* **Auszug**
──────
Bill Viola: Passions, 11.04.-20.07.2014
Menschliche Grunderfahrungen bildkräftig inszeniert
Bill Viola (geb. 1951 in New York) gilt als einer der international anerkanntesten Vertreter der Videokunst. Gemeinsam mit dem Münstergemeinde Bern präsentiert das Kunstmuseum Bern die erste Einzelausstellung des Ausnahmekünstlers in der Schweiz seit 1993 im Musée cantonal des Beaux-Arts Lausanne. Während im Berner Münster die neueren Videowerke spirituellen Inhalts im Zentrum stehen, präsentiert das Kunstmuseum Bern frühe Werke aus der hauseigenen Sammlung, welche den wahrnehmungstheoretischen Fragen der Videokunst gewidmet sind.
Seit mehr als 30 Jahren erschafft Bill Viola Videoinstallationen, Sound-Environments, elektronische Musikperformances und Fernsehproduktionen. Er hat einen wesentlichen Beitrag zur Etablierung von Video als einem zentralen Medium der zeitgenössischen Kunst geleistet und hat dessen Spektrum in Bezug auf die Technologie, die Inhalte und die historischen Bezüge erweitert.
Hinwendung zu spirituellen Fragestellungen
Violas Videoprojektionen umhüllen den Betrachter in Bild- und Tonwelten, die
mit neuester Technologie erstellt werden und die sich durch ihre Präzision und
Bildkraft auszeichnen. Seit den 1990er-Jahren ist in Violas Werk eine
verstärkte Hinwendung zu universell menschlichen Erfahrungen und spirituellen
Fragestellungen auszumachen. Er setzt sich mit Grunderfahrungen des
menschlichen Seins wie Geburt, Erinnerung, Tod und Bewusstwerdung auseinander. Viola hat in den 1970er-Jahren einen interdisziplinären
Studiengang in Bildender Kunst und elektronischer Musik an der Syracuse
University in New York und in den Experimental Studios am College of Visual and
Performing Arts absolviert. Er belegte Lehrveranstaltungen in östlicher Philosophie,
Wahrnehmungstheorien, Physik, Elektronik, Religion und Mystik – Themen also,
die auch heute noch in seinem Werk aufscheinen. Doch werden die Menschen
in seinen Werken ungeachtet ihrer kulturellen, historischen oder religiösen
Verhaftung von ähnlichen existenziellen Fragen umgetrieben.
Überblick über das reichhaltige Schaffen des Bildmagiers Viola
Das Kunstmuseum Bern hat schon in den 1990-er Jahren Werke von Viola angekauft
und damit einen Pionier der Videokunst in seiner Sammlung verankert. Die vier
für die Ausstellung ausgewählten Werke – ein bis zwei Videoprojektion pro Raum
über das Museum verteilt – zeigen Bill Violas Beschäftigung mit den Phänomenen
der Sinneswahrnehmung und mit ihrem Anteil an der Selbsterkenntnis des Menschen.
──────
* **Schriftliche Aufgabe 1**
Stimmen diese Aussagen mit dem Auszug überein? (a) Das Kunstmuseum Bern zeigt frühe Werke aus der hauseigenen Sammlung. (b) Viola studierte an der Columbia University. (c) Für die Ausstellung im Kunstmuseum wurden sechs Werke ausgewählt. Beantworte jede mit Ja oder Nein und zitiere wörtlich die entscheidenden Worte des Auszugs.

* **Vorliegende Einträge**
──────
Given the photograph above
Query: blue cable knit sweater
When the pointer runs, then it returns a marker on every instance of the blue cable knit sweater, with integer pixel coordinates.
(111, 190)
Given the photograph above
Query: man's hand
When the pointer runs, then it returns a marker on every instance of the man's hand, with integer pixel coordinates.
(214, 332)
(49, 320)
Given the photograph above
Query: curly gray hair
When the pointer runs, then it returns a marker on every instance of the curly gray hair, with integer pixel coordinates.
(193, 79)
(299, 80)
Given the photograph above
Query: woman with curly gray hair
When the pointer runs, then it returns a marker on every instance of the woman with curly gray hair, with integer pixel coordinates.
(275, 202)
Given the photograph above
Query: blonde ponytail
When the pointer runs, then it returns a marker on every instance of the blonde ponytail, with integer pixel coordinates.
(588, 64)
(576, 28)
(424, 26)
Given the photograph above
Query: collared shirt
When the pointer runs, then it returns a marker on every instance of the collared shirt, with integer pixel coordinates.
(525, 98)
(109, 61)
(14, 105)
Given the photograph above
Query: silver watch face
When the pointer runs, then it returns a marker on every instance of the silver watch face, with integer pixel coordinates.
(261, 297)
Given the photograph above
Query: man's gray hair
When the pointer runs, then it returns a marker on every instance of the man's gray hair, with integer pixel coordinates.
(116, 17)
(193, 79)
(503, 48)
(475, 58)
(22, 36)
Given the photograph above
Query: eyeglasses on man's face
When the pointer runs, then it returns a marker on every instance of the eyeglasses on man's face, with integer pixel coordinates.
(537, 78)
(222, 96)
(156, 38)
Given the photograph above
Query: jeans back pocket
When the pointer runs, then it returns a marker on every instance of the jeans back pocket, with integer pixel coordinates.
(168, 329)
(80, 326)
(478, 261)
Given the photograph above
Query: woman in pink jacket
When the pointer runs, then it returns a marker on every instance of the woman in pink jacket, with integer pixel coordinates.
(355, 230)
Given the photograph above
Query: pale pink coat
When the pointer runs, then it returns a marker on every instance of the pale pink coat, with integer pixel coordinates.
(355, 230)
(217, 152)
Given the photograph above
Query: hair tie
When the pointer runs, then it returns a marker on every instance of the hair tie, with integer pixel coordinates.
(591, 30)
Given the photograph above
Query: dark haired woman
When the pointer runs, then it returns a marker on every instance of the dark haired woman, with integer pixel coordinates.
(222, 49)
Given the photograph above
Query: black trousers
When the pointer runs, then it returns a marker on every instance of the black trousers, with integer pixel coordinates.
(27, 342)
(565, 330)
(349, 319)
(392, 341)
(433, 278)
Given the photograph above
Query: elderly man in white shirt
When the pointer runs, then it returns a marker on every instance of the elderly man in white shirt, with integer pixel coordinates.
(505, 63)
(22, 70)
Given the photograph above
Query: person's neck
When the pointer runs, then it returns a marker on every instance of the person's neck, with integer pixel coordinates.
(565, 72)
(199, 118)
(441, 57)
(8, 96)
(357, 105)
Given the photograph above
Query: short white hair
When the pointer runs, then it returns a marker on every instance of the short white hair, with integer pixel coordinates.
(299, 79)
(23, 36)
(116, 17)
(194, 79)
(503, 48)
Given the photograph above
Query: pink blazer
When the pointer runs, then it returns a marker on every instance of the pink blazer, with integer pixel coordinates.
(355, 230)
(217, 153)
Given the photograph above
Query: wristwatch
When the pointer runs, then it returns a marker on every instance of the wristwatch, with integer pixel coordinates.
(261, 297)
──────
* **Schriftliche Aufgabe 2**
Finde in den Einträgen jede Zeile, die das Wort „woman“ enthält, und schreibe diese Zeilen ab.

* **Vollständige Antwort 1**
(a) Ja: „präsentiert das Kunstmuseum Bern frühe Werke aus der hauseigenen Sammlung“
(b) Nein: „an der Syracuse University in New York“
(c) Nein: „Die vier für die Ausstellung ausgewählten Werke“

* **Vollständige Antwort 2**
Query: woman with curly gray hair
When the pointer runs, then it returns a marker on every instance of the woman with curly gray hair, with integer pixel coordinates.
Query: woman in pink jacket
When the pointer runs, then it returns a marker on every instance of the woman in pink jacket, with integer pixel coordinates.
Query: dark haired woman
When the pointer runs, then it returns a marker on every instance of the dark haired woman, with integer pixel coordinates.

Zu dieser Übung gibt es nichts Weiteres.